[Article]
Remastered Games are a Good Thing (Video Games)

Remastered Games are a Good Thing

(but they’re not making the ones they should)

It has become increasingly common over the past several years for popular or critically acclaimed games and series’ to get the remake treatment, and it’s obvious why. Compared to building a new game from the ground up, remastering an existing game requires much less time and investment on the part of the studio, so long as any amount of the original game is able to be reused. Moreover, they are considered safe investments, especially when you are able to charge nearly the same price as a full retail release, since the quality of the game is already well established and minimal marketing is required.

The problem is they’re remaking games that don’t need to be remade. Well, not yet, anyway. This month, for example, we’ll be seeing the remastered Bioshock Collection from 2K Games. While the original Bioshock is starting to show its age, it’s far from unplayable. Bioshock 2 still looks pretty good, and Bioshock Infinite is so new the folks at 2K Games are not even bothering to remaster it for the PC, only console.

While you could forgive this to some extent for the Bioshock franchise since the games are being lumped together as a collection, Bethesda Games has no such excuse for Skyrim Special Edition which comes out late October. Skyrim Special Edition will only include itself and its already existing DLC, receiving only slight texture and lighting upgrades, which is barely more than most GOTY bundles get, especially when noticeably missing from this offering was the game’s predecessor Elder Scrolls IV: Oblivion, a game much more deserving of an update.

Having just celebrated its tenth birthday this spring, Oblivion is a title that is definitely showing its age. Though only a year older than the aforementioned Bioshock, Oblivion is looking much worse for wear largely due to constraints resulting from its open world nature. But more importantly than graphics, Oblivion could stand to receive a gameplay update. You see, Bethesda learned a few things between making Elder Scrolls installments 4 and 5. Skyrim, apart from being visually stunning for its time, was a much more accessible game thanks to more intuitive controls and UI, and better world design. Adding HD textures won’t make the game itself any better, only prettier, which is really the heart of the issue.

[Extracted data]
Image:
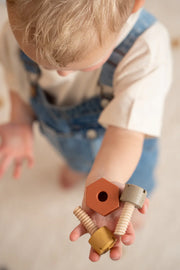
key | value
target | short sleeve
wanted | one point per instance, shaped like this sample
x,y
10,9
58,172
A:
x,y
141,82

[Tasks to perform]
1 – Retype the stretch of the remastered games article from "It has become" through "marketing is required.".
2 – Answer these questions from the remastered games article:
(a) Which company is releasing the Bioshock Collection?
(b) When does Skyrim Special Edition come out?
(c) Which birthday did Oblivion celebrate this spring?
The data shown here was collected from an unrelated source.

[Exercise responses]
1 –
It has become increasingly common over the past several years for popular or critically acclaimed games and series’ to get the remake treatment, and it’s obvious why. Compared to building a new game from the ground up, remastering an existing game requires much less time and investment on the part of the studio, so long as any amount of the original game is able to be reused. Moreover, they are considered safe investments, especially when you are able to charge nearly the same price as a full retail release, since the quality of the game is already well established and minimal marketing is required.

2 –
(a) 2K Games
(b) Late October
(c) Its tenth birthday